In the listing below, please print the line that contains "the short black" and every line that follows it, exactly.

┄┄┄┄┄┄

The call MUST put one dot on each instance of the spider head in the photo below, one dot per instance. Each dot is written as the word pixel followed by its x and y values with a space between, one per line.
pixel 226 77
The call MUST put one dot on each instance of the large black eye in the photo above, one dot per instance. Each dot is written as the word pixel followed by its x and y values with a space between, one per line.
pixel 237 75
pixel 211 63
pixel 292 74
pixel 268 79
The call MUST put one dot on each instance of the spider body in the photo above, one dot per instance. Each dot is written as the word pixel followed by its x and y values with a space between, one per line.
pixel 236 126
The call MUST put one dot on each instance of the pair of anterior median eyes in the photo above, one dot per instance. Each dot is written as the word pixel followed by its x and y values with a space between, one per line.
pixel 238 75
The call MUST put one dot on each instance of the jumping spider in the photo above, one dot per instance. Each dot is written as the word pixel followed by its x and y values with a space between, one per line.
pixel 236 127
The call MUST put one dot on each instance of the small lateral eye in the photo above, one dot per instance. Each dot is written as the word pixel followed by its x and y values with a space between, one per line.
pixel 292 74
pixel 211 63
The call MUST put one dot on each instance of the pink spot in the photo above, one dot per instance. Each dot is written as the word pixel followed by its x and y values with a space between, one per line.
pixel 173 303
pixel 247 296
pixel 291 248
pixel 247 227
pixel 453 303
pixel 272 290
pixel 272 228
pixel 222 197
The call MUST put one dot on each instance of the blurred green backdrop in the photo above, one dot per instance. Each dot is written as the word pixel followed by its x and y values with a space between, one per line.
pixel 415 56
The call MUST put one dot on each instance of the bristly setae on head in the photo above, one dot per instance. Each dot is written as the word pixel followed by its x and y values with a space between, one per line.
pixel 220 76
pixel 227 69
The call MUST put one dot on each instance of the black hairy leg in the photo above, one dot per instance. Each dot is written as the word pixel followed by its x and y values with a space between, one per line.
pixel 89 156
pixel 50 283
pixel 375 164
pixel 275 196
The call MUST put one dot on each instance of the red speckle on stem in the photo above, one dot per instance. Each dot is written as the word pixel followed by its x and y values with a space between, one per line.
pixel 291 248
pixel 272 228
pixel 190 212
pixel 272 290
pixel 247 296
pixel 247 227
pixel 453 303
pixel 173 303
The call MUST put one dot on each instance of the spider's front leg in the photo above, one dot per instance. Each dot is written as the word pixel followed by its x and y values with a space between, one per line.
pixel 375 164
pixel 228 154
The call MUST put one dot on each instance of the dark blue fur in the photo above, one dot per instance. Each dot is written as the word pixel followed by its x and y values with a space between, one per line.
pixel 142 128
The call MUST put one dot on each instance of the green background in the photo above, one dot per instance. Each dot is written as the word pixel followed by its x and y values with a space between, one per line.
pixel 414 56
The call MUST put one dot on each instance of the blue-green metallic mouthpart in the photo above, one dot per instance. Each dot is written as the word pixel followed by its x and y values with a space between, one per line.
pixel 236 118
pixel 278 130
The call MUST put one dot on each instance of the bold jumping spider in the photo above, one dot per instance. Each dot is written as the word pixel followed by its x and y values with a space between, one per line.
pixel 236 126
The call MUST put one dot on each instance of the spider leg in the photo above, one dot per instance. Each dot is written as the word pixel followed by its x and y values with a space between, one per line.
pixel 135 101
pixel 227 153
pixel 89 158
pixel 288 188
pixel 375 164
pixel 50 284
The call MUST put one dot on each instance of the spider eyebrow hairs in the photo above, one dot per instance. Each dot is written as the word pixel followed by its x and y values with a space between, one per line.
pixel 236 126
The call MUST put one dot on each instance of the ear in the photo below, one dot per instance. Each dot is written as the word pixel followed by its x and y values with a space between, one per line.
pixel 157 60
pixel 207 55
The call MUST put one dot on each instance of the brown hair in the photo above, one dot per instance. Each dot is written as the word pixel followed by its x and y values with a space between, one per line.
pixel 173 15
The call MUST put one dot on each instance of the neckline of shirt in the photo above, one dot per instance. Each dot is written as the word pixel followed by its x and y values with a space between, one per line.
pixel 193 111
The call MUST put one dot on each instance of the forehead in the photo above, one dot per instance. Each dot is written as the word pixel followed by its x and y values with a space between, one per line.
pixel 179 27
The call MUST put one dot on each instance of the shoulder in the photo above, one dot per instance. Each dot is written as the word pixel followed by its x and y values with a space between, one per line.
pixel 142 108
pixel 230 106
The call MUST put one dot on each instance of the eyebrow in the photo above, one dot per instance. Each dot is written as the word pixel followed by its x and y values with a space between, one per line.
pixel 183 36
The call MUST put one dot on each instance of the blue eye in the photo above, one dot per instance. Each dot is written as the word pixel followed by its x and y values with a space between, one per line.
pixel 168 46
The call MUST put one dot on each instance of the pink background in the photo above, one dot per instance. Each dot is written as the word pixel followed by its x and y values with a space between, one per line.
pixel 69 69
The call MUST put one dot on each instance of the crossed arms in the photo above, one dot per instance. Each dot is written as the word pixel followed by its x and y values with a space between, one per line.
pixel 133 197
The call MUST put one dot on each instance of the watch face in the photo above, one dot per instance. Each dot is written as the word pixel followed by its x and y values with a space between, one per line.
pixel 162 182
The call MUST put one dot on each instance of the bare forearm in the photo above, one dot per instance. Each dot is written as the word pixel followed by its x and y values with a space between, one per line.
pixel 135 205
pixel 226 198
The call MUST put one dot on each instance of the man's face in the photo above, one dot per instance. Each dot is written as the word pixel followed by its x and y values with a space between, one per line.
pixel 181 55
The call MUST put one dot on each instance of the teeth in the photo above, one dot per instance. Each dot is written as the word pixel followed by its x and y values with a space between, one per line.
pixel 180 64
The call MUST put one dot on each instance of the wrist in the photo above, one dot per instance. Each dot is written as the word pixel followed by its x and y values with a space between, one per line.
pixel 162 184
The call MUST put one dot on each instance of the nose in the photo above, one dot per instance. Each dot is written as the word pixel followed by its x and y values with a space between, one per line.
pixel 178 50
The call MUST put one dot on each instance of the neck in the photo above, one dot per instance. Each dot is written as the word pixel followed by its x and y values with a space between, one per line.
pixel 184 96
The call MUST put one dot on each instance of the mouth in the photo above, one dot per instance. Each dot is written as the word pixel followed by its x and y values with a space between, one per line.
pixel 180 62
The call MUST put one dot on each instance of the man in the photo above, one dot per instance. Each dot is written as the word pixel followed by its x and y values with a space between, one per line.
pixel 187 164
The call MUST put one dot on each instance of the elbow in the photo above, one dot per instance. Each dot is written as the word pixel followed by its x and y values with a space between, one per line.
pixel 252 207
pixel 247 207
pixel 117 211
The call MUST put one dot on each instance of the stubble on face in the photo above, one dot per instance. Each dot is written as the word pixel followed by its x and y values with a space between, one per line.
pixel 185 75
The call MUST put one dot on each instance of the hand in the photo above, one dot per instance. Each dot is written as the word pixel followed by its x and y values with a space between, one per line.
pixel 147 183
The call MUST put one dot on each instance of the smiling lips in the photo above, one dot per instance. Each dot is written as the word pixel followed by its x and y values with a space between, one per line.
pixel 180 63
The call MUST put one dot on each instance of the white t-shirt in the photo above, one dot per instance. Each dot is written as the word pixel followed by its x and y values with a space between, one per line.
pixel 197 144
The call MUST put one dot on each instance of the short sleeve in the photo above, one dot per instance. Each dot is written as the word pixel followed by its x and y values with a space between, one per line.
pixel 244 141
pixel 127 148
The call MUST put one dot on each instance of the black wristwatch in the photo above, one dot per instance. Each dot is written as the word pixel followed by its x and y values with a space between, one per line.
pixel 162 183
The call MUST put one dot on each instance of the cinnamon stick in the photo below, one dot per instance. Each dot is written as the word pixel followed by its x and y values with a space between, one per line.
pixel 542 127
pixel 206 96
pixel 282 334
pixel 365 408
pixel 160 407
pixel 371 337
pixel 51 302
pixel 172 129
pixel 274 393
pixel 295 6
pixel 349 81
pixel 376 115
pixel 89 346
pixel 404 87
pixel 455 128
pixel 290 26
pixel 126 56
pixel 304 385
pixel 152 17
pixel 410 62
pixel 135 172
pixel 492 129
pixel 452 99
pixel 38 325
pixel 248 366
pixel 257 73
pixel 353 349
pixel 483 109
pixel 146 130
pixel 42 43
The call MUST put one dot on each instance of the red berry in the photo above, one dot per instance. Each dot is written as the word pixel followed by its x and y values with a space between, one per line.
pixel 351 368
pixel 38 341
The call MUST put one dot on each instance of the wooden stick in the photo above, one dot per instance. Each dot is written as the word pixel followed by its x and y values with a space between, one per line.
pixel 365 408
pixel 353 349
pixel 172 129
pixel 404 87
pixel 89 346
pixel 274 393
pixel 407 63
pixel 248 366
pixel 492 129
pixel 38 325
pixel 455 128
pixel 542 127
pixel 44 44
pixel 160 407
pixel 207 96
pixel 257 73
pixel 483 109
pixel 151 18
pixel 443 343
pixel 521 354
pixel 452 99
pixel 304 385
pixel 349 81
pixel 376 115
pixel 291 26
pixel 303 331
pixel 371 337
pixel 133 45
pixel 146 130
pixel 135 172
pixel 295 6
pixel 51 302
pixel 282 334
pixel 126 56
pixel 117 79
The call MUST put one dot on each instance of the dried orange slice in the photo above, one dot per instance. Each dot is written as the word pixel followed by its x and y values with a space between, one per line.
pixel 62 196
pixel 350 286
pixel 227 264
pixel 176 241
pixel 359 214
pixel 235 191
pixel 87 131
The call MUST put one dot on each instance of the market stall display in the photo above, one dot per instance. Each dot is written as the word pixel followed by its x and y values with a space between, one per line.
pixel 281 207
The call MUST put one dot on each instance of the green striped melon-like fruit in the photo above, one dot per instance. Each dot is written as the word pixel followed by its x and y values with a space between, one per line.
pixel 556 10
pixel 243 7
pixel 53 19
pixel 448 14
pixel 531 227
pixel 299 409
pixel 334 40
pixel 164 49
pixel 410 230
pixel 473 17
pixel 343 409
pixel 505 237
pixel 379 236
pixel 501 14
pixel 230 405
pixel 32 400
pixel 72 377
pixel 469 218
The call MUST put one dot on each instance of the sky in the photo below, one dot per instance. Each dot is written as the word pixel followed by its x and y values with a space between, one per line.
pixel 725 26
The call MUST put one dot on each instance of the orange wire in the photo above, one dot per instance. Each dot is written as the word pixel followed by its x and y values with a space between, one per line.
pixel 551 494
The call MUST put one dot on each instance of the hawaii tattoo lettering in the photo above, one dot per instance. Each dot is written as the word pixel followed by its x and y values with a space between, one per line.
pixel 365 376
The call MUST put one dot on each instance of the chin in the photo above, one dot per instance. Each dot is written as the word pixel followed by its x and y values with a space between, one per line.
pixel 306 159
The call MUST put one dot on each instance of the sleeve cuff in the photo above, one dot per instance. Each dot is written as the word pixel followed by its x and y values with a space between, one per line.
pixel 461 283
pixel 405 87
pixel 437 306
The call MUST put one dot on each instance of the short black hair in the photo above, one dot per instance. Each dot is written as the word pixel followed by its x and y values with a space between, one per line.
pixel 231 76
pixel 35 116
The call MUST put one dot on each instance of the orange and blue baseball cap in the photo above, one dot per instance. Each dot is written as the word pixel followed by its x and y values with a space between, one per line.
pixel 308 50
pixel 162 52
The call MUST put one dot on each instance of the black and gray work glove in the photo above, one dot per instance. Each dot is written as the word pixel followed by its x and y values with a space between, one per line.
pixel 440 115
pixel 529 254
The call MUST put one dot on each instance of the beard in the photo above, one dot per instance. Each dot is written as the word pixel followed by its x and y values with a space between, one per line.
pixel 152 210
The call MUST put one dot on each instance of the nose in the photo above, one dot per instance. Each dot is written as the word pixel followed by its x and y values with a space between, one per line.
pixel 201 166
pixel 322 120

┄┄┄┄┄┄

* **Completed task**:
The call MUST put one dot on each instance of the short black hair in the photo above, one dot per instance. Each dot is written as the word pixel followed by its x and y values with a space between, one per line.
pixel 231 76
pixel 35 116
The call MUST put one dot on each instance of the orange and blue baseball cap in the photo above, one dot per instance. Each dot is written as the word pixel followed by its x and y values with a space between, one per line.
pixel 308 50
pixel 162 52
The call MUST put one dot on each instance of the black and gray work glove in the photo above, one dot per instance. Each dot is written as the word pixel followed by its x and y values with a space between, one per line.
pixel 440 115
pixel 529 254
The call MUST put one dot on each instance of the beard in the photo above, one dot per instance. Each dot is written as the word pixel followed by its x and y values with a space between, one per line.
pixel 152 210
The call MUST put one dot on each instance of the nose in the photo above, one dot per instance. Each dot is written as the word pixel followed by its x and y values with a space between, one per line.
pixel 201 166
pixel 322 120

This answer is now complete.